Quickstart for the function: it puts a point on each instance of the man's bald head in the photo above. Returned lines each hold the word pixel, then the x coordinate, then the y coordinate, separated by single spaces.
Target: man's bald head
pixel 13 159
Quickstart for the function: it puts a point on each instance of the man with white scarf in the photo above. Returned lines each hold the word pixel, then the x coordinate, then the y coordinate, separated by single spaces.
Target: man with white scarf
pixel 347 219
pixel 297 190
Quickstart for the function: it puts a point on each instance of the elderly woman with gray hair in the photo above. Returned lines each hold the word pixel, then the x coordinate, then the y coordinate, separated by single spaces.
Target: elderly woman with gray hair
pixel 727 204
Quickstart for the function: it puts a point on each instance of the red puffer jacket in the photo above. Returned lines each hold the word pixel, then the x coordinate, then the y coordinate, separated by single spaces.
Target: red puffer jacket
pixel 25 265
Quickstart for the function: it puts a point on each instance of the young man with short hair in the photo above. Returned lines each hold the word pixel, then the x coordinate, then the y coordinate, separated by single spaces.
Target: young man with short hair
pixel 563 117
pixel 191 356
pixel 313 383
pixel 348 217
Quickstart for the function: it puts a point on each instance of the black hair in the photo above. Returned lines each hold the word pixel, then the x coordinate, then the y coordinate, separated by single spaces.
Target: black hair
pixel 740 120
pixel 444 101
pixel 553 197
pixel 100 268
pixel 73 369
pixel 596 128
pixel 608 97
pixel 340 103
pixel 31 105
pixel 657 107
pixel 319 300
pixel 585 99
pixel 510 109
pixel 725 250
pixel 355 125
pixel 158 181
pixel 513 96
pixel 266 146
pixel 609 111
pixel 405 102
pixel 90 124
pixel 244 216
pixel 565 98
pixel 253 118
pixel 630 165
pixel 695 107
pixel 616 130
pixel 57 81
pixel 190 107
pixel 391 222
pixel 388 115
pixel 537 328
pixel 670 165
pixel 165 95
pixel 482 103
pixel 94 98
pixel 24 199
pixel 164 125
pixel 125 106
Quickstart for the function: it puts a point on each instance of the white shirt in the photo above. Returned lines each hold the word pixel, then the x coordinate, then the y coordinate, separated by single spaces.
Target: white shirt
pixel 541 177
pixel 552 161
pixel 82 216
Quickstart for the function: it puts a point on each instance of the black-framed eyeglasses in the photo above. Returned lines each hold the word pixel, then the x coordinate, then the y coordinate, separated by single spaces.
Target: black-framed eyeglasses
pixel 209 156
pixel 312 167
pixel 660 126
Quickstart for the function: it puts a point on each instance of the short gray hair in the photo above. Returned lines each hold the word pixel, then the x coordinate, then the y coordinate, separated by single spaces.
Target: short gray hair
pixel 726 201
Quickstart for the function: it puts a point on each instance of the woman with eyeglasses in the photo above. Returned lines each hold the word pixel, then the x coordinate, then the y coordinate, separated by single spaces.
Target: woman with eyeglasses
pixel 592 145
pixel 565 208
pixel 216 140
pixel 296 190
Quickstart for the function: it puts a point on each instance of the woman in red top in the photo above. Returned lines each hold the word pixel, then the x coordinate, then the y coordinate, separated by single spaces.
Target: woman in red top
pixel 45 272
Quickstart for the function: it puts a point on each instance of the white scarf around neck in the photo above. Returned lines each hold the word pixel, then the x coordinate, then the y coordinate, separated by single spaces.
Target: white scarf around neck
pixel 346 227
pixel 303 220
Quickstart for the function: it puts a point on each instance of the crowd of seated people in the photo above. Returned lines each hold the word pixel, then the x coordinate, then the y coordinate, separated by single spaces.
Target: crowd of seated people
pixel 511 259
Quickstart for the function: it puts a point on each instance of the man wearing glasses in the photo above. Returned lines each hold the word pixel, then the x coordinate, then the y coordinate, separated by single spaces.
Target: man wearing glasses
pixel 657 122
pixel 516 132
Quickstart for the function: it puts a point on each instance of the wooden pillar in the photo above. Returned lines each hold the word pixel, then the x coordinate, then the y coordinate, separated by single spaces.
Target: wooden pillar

--------------------------------

Each line above that contains "wooden" counts once; report the resulting number and nothing else.

2